Start of Stored data
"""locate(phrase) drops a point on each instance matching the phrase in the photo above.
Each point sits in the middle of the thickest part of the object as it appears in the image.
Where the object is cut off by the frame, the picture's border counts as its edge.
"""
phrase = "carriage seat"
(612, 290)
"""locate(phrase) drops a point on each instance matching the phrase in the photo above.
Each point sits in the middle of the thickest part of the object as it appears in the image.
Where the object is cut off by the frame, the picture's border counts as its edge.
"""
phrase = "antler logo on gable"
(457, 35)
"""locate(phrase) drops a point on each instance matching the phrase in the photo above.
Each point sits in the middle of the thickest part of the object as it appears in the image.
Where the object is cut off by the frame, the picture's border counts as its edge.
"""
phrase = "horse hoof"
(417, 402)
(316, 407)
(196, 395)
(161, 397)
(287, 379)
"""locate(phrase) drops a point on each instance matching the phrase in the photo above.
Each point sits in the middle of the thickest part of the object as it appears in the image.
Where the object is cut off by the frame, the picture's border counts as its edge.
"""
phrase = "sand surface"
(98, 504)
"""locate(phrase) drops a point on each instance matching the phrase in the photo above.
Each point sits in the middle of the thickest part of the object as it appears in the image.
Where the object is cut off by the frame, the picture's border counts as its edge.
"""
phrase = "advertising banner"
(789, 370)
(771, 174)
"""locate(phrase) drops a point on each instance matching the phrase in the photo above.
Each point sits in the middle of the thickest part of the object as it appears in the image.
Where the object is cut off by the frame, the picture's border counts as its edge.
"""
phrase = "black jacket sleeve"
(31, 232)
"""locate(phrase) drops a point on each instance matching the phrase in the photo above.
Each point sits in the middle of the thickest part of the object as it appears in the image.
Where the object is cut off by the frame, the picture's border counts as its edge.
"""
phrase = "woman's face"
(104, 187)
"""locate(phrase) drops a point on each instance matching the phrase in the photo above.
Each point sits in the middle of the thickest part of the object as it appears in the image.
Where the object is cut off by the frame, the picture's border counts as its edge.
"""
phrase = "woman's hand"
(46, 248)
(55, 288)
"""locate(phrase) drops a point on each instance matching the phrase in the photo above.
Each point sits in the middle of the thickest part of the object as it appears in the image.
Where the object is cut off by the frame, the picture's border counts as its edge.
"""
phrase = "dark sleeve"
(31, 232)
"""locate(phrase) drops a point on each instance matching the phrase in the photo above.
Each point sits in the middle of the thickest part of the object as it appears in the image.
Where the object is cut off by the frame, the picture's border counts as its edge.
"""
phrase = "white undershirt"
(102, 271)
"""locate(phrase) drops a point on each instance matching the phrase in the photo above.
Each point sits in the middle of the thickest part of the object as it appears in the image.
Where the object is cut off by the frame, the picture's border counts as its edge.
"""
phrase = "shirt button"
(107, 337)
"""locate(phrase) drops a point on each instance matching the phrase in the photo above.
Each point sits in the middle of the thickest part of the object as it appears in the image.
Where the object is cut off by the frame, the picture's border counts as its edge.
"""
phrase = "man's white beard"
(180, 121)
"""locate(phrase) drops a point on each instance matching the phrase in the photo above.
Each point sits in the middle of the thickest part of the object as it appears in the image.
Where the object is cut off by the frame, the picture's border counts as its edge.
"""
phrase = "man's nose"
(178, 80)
End of Stored data
◆ **Work to be completed**: Please output all the lines above exactly as given.

◆ **Solution for this task**:
"""locate(phrase) drops a point on each instance matching the phrase in the photo above.
Each point sits in the middle of the thickest part of the object as it appears in the image.
Where the object is cut off by the frame, the picture's border counts as its edge.
"""
phrase = "carriage seat"
(612, 290)
"""locate(phrase) drops a point on each instance matching the phrase in the photo above.
Each point sits in the middle of the thickest part of the object as it appears in the image.
Where the object is cut off by the frame, the picture's border counts as its edge.
"""
phrase = "antler logo on gable"
(457, 35)
"""locate(phrase) drops a point on each instance matching the phrase in the photo above.
Each point sits in the middle of the thickest part of the object as it appears in the image.
Where the object is cut off by the frame, the picture's border counts as its edge.
"""
phrase = "horse hoof"
(417, 402)
(316, 407)
(196, 395)
(161, 397)
(287, 379)
"""locate(phrase) drops a point on each instance matching the phrase in the photo above.
Each point sits in the middle of the thickest part of the object as it appears in the image.
Where the object is cut off by the frame, the picture's border counts as its edge.
"""
phrase = "sand surface"
(98, 504)
"""locate(phrase) drops a point on each instance matching the phrase in the photo above.
Each point sits in the middle of the thickest part of the object as it appears in the image.
Where the object is cut off by the frame, the picture's border counts as its edge.
"""
phrase = "advertising banner"
(789, 370)
(771, 174)
"""locate(phrase) drops a point on each instance matching the phrase in the photo above.
Each point sits in the middle of the thickest part of the object as it appears in the image.
Where the object is cut off by the frame, the picture's border counts as its edge.
"""
phrase = "black jacket sleeve"
(31, 232)
"""locate(phrase) drops a point on each instance matching the phrase in the photo above.
Each point sits in the middle of the thickest part of the object as it appears in the image.
Where the object is cut off by the frame, the picture's border counts as its edge.
"""
phrase = "woman's face"
(104, 187)
"""locate(phrase) drops a point on each instance matching the phrase in the photo above.
Each point sits in the middle of the thickest part of the object as it appears in the image.
Where the object is cut off by the frame, the picture's border counts as its edge.
"""
phrase = "woman's hand"
(46, 248)
(55, 288)
"""locate(phrase) drops a point on each instance matching the phrase in the photo above.
Each point sits in the middle of the thickest part of the object as it appears in the image.
Where the object is cut off by the frame, the picture's border counts as its edge.
"""
phrase = "dark sleeve"
(31, 232)
"""locate(phrase) drops a point on each instance matching the phrase in the photo above.
Each point sits in the middle of the thickest part of the object as it appears in the image.
Where the object is cut off by the frame, the picture's border counts as its edge.
"""
phrase = "white undershirt"
(102, 271)
"""locate(phrase) drops a point on each instance matching the phrase in the photo above.
Each point sits in the middle of the thickest part of the object as it appears in the image.
Where the object is cut off by the frame, the picture's border counts as its edge.
"""
phrase = "shirt button"
(107, 337)
"""locate(phrase) drops a point on each instance matching the phrase in the photo above.
Each point sits in the middle of the thickest part of the object as it appears in the image.
Where the object is cut off by the frame, the picture's border counts as its edge.
"""
phrase = "man's white beard"
(180, 121)
"""locate(phrase) drops a point on each instance matching the phrase in the photo above.
Each point sits in the middle of the thickest part of the object as it appears in the image.
Where the object is cut off by the frame, the picture's border counts as its edge.
"""
phrase = "man's nose"
(178, 80)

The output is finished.